Format the entries from the line containing "window. Do not add anything beyond the points." through the end of the entries as a two-column CSV with the headers input and output. Give one row per entry, with the entry's text under input and its answer under output, each in a single quoted field with line breaks replaced by spaces.

----- DATA SHOWN -----

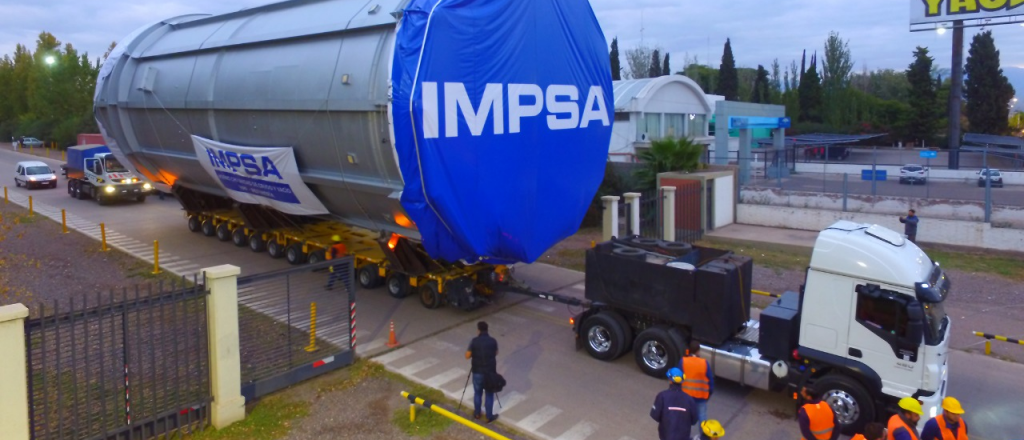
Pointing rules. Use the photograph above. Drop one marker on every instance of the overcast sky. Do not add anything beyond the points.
(761, 31)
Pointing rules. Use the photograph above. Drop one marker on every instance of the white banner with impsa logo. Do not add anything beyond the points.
(265, 176)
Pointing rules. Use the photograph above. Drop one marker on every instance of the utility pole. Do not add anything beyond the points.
(955, 94)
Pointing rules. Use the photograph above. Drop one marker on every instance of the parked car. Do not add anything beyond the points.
(34, 173)
(911, 174)
(993, 175)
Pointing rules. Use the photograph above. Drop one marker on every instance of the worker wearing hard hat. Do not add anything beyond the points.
(947, 426)
(337, 250)
(674, 410)
(902, 426)
(817, 421)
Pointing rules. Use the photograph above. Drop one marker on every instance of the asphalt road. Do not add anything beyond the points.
(554, 392)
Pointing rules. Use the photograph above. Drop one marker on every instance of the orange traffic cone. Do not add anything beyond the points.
(392, 342)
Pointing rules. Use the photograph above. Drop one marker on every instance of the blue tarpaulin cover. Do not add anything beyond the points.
(502, 114)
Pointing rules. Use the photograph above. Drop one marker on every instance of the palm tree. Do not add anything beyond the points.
(668, 155)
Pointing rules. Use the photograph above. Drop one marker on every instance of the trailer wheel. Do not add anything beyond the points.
(369, 276)
(851, 403)
(655, 352)
(397, 284)
(195, 225)
(429, 296)
(274, 249)
(603, 337)
(208, 228)
(239, 236)
(256, 243)
(294, 254)
(223, 231)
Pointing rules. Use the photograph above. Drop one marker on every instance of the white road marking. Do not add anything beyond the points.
(418, 366)
(394, 355)
(444, 378)
(580, 432)
(539, 418)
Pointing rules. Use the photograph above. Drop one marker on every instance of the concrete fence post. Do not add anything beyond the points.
(225, 367)
(14, 385)
(633, 200)
(609, 224)
(669, 213)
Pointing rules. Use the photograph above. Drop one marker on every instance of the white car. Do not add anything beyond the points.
(35, 173)
(911, 174)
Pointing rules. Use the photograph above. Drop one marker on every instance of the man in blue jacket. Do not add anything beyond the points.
(674, 410)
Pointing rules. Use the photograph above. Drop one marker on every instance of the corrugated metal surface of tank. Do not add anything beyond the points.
(311, 75)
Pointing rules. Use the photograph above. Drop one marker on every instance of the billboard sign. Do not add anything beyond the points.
(932, 11)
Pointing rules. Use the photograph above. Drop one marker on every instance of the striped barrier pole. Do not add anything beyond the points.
(990, 337)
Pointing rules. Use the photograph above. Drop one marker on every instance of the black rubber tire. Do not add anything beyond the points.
(239, 237)
(256, 243)
(429, 296)
(274, 249)
(223, 231)
(836, 389)
(603, 337)
(208, 228)
(294, 254)
(397, 286)
(655, 352)
(368, 276)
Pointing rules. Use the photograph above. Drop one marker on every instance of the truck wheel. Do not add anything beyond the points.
(397, 286)
(274, 249)
(256, 243)
(603, 337)
(369, 276)
(223, 231)
(429, 296)
(208, 227)
(294, 254)
(849, 400)
(195, 224)
(655, 352)
(239, 236)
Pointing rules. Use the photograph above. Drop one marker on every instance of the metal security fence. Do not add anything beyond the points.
(129, 364)
(292, 327)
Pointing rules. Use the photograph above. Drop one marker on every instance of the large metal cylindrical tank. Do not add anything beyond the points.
(324, 78)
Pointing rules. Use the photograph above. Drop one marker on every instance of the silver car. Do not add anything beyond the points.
(35, 173)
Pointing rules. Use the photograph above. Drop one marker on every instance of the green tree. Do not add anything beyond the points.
(655, 64)
(986, 90)
(810, 93)
(728, 79)
(665, 156)
(762, 87)
(616, 69)
(925, 107)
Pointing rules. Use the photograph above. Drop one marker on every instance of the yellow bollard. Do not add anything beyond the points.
(312, 327)
(156, 257)
(102, 236)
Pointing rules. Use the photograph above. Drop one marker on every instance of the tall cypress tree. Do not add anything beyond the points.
(728, 78)
(986, 89)
(655, 64)
(924, 105)
(616, 69)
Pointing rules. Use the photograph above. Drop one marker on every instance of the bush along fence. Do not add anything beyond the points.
(169, 358)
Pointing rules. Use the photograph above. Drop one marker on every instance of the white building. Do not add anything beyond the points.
(671, 105)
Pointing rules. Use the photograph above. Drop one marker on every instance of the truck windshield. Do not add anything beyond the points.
(113, 166)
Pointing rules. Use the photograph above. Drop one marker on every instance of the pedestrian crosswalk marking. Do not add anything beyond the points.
(539, 418)
(579, 432)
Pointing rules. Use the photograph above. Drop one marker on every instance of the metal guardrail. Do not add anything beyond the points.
(990, 337)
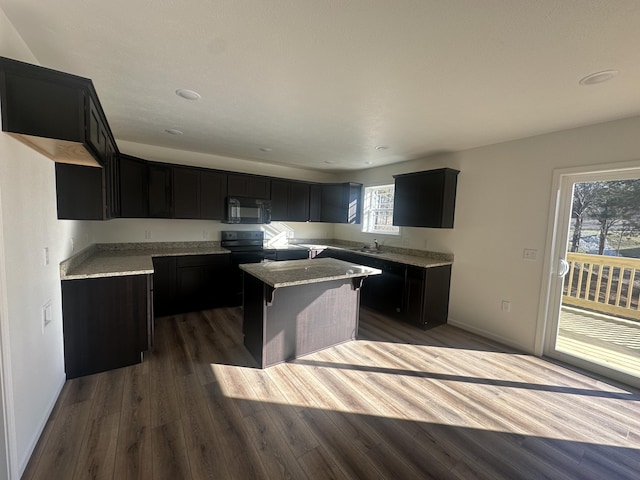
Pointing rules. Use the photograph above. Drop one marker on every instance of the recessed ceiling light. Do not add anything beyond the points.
(188, 94)
(598, 77)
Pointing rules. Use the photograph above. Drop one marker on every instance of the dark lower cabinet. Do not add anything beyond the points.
(107, 322)
(427, 296)
(201, 281)
(416, 295)
(164, 286)
(189, 283)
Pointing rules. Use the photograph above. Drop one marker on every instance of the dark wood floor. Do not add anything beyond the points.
(396, 404)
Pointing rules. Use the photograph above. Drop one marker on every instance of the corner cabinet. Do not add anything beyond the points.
(55, 113)
(198, 193)
(289, 201)
(107, 322)
(59, 115)
(340, 202)
(425, 199)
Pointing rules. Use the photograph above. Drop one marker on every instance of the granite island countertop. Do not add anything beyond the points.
(302, 272)
(121, 259)
(417, 258)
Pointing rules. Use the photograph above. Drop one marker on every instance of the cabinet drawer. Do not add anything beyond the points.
(202, 260)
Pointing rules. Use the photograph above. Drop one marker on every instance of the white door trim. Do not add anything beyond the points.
(557, 237)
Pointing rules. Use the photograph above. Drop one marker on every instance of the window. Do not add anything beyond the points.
(378, 210)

-----

### COMPLETED TASK
input,output
"Pointing rules. Use the photograph above. Drop one marker on every instance of the window. Do not add anything beyond the points.","(378, 210)"